(Data records)
↓↓↓
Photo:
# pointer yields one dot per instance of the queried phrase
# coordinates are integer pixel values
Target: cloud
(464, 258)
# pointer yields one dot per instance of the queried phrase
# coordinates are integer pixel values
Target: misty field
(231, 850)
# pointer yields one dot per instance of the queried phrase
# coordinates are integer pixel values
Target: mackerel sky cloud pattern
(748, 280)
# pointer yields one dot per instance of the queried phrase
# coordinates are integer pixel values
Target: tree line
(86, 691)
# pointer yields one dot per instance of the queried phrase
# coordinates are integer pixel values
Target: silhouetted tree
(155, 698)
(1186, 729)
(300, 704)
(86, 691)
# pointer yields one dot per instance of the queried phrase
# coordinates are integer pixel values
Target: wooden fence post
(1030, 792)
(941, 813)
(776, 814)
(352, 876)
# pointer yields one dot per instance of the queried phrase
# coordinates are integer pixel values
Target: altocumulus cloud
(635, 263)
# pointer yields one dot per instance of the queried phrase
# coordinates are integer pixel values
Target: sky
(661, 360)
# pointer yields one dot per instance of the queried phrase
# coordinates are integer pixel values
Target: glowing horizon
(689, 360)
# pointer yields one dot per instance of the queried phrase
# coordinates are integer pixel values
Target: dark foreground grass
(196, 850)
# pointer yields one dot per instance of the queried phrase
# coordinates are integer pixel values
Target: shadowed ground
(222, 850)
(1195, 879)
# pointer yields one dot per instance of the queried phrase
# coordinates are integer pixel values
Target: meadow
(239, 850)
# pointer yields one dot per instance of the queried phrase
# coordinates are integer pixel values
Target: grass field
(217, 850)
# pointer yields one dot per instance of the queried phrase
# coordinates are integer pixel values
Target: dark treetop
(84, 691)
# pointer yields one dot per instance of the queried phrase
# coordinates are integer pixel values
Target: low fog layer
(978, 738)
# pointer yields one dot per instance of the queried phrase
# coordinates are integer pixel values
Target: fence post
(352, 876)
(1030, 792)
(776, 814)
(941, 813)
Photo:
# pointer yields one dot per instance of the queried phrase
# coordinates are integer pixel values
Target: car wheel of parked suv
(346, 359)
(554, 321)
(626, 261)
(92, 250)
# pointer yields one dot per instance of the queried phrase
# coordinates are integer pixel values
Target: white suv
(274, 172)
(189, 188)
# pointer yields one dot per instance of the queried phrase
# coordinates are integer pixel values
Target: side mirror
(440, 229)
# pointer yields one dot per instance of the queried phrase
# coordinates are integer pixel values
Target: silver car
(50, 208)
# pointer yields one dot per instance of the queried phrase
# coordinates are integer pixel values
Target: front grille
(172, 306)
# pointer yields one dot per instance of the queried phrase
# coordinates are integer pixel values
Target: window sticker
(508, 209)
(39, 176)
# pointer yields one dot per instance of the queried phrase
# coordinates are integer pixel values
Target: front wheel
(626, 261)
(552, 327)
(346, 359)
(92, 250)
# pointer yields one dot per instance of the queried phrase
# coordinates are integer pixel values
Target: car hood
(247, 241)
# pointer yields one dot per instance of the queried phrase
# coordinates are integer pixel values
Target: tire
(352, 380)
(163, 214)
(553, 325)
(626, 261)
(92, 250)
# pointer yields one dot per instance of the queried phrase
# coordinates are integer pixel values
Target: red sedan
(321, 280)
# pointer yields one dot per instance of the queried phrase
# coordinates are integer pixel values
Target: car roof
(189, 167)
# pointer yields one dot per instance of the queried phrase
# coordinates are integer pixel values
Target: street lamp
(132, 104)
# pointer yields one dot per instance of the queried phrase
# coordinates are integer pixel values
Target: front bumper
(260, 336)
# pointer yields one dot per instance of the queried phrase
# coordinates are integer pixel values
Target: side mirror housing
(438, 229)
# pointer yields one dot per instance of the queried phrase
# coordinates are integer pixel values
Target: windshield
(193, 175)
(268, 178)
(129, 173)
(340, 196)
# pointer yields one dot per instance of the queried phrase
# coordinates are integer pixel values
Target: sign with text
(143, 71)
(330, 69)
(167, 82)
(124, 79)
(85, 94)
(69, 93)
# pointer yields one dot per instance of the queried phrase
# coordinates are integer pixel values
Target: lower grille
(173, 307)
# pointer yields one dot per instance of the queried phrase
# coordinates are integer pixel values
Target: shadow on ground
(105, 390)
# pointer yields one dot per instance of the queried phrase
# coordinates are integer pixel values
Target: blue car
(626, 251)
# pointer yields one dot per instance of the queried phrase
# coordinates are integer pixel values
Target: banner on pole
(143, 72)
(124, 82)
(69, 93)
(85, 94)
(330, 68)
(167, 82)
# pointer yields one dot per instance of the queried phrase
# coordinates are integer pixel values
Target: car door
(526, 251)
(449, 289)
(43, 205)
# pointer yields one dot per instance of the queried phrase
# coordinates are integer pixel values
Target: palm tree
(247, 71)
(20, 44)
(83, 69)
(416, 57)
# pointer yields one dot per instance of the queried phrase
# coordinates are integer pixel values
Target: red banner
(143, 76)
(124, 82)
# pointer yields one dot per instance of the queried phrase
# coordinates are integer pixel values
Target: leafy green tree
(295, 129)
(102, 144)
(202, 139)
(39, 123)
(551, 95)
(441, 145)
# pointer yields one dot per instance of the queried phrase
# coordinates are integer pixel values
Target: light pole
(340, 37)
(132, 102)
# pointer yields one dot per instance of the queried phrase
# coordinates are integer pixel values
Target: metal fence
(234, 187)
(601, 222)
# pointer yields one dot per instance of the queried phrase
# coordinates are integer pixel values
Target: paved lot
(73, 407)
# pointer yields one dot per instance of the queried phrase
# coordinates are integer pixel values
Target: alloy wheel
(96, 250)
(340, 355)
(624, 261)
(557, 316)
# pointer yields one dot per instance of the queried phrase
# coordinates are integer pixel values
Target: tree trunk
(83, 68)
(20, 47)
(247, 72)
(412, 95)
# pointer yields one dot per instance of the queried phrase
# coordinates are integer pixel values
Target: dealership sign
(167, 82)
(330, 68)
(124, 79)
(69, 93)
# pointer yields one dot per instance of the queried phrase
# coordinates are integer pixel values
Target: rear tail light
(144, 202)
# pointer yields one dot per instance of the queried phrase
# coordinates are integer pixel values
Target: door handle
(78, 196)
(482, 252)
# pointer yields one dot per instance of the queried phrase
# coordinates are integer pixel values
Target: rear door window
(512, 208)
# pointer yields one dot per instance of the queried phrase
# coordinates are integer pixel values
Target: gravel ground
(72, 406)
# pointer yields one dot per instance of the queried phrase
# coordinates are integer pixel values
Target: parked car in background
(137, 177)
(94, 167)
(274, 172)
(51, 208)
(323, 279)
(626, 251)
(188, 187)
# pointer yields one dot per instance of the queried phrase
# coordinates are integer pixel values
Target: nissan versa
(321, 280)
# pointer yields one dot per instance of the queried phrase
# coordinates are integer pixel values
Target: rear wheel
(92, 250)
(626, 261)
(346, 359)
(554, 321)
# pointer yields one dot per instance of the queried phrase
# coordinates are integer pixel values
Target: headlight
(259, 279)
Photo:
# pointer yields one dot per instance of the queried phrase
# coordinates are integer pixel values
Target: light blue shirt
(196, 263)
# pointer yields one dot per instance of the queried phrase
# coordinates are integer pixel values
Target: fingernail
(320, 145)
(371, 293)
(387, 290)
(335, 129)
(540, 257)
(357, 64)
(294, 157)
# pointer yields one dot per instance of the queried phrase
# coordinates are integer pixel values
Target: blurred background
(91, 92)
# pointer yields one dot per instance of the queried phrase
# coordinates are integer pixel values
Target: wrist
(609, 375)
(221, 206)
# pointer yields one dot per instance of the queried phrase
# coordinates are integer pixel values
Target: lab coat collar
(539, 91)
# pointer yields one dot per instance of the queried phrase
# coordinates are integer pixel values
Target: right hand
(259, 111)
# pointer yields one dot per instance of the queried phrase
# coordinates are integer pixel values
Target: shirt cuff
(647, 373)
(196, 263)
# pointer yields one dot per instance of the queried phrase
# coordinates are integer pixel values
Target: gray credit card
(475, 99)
↑↑↑
* **Directions**:
Repeat word for word the lines running from the line containing "Target: headlight" to the end of the entries above, inclusive.

* **Written solution**:
Target: headlight
(259, 279)
Photo:
# pointer yields one dot per instance of the queried phrase
# coordinates are integer pixel values
Target: light blue shirt
(196, 263)
# pointer yields one dot per instance of the queried phrase
# coordinates are integer pixel values
Target: fingernail
(320, 145)
(371, 293)
(387, 290)
(335, 129)
(540, 257)
(357, 64)
(294, 157)
# pointer yields one dot per instance of the queried phrase
# coordinates are integer pixel values
Target: blurred background
(91, 92)
# pointer yields one dot per instance of the queried phrase
# coordinates are integer pixel values
Target: wrist
(609, 375)
(221, 206)
# pointer yields one dot per instance of the queried phrase
# coordinates are integer pixel values
Target: lab coat collar
(539, 91)
# pointer yields one dot per instance of the queried phrase
# coordinates are integer pixel values
Target: right hand
(259, 111)
# pointer yields one dot per instance of the queried phrase
# coordinates are integer pixel values
Target: shirt cuff
(647, 373)
(196, 263)
# pointer yields one dot per instance of the queried phrase
# coordinates are integer pixel values
Target: gray credit card
(475, 99)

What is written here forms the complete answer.